(Segmentation mask data)
◇ ◇ ◇ ◇ ◇

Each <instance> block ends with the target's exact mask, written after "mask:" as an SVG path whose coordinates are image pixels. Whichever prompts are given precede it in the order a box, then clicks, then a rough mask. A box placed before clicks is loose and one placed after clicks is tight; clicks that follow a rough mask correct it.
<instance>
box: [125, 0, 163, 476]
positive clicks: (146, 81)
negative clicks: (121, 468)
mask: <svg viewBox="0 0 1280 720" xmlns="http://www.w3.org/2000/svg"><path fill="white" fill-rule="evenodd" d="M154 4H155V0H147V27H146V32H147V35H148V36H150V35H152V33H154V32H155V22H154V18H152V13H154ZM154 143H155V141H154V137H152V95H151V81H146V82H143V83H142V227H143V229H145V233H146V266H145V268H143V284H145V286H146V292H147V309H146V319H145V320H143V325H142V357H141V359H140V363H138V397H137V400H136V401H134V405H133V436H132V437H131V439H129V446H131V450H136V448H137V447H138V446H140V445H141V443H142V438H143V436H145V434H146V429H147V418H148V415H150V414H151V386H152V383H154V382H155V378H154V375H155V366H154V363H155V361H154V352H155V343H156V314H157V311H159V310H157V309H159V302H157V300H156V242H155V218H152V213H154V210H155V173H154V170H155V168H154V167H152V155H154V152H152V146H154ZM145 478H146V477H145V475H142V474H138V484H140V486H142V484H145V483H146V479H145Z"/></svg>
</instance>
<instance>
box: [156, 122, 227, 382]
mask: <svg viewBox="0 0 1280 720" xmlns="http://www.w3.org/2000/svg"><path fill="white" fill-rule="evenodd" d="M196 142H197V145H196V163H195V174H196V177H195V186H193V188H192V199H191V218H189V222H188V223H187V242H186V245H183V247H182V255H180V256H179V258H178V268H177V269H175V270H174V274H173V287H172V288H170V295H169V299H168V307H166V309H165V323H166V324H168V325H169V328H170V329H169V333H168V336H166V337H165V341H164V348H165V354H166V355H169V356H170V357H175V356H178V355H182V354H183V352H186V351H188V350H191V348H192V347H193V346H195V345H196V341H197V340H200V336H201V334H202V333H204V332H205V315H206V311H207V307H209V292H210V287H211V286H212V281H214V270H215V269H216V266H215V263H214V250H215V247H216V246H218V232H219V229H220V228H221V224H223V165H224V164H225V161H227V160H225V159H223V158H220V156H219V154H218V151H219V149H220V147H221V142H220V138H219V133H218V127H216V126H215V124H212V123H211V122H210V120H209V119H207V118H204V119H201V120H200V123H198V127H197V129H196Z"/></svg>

◇ ◇ ◇ ◇ ◇

Problem requirements: State how many lines of the entries above include the string "instance". The reply is that number alone.

Solution for this exercise: 4